Written task: Recast the lines from the one containing "of the flying" through the end of the lines below, inclusive, as a Markdown table with the columns Row and Line text, leaving out any blank lines.

Data supplied:
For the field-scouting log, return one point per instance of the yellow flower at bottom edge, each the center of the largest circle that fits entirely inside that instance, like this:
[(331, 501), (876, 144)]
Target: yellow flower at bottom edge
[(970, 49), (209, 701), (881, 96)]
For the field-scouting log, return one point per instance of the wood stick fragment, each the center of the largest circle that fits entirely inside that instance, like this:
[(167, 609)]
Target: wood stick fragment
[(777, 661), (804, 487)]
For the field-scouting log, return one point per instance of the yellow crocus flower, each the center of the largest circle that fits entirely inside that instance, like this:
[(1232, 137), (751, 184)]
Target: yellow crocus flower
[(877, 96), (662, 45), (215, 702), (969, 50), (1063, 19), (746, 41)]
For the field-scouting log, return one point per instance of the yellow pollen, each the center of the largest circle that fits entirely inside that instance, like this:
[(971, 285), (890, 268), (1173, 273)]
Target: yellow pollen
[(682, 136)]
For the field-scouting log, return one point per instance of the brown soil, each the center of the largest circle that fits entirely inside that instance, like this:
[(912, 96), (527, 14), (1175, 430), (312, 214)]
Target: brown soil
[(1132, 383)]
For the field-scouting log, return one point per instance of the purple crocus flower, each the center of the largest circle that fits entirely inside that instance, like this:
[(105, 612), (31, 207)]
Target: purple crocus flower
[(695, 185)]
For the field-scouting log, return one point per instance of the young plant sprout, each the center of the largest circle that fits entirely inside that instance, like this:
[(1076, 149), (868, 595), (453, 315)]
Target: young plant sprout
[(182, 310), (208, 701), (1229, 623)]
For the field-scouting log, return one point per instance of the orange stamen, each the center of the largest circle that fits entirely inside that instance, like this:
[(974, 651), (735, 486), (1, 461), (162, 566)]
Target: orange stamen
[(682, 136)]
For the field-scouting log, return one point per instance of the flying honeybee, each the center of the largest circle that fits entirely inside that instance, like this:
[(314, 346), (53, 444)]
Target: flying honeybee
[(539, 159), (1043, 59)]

Result below:
| Row | Line text |
|---|---|
| 1 | For the field-scouting log, return one point per instance of the flying honeybee, each the center of the largest circle that fits entirely inside that instance, like this: |
| 2 | [(314, 346), (53, 444)] |
| 3 | Target: flying honeybee |
| 4 | [(539, 159), (1043, 59)] |